:: Dataset excerpts

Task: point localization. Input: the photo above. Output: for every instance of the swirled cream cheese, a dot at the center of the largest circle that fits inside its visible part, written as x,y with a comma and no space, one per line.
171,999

::::
:: Dataset excerpts

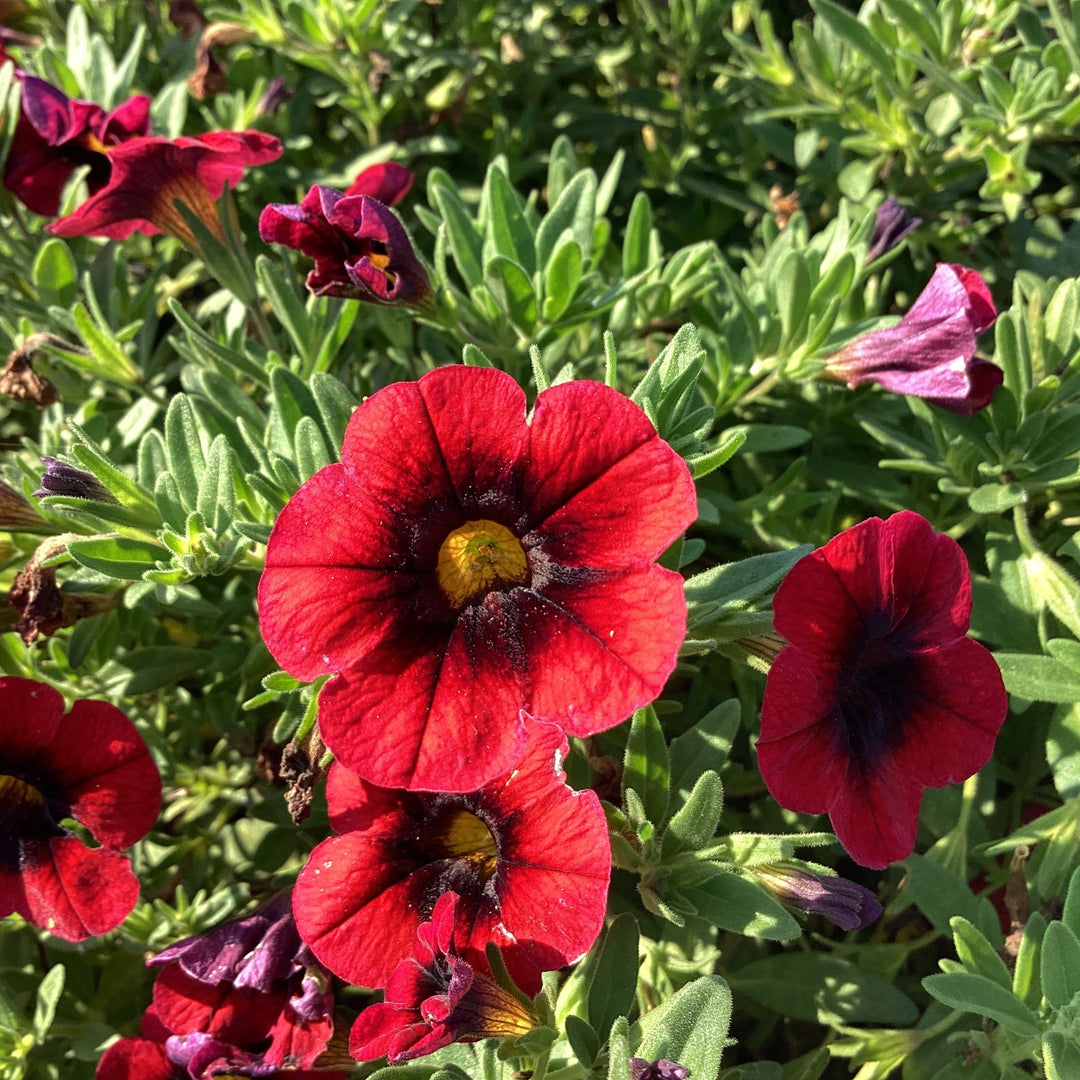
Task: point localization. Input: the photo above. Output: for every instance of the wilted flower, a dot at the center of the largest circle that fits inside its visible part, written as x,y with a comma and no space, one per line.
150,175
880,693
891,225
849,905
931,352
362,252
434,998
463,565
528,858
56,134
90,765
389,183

::::

Count how many rows contain the string "line", treating uppercase and lowercase as different, and reply with the number alone.

2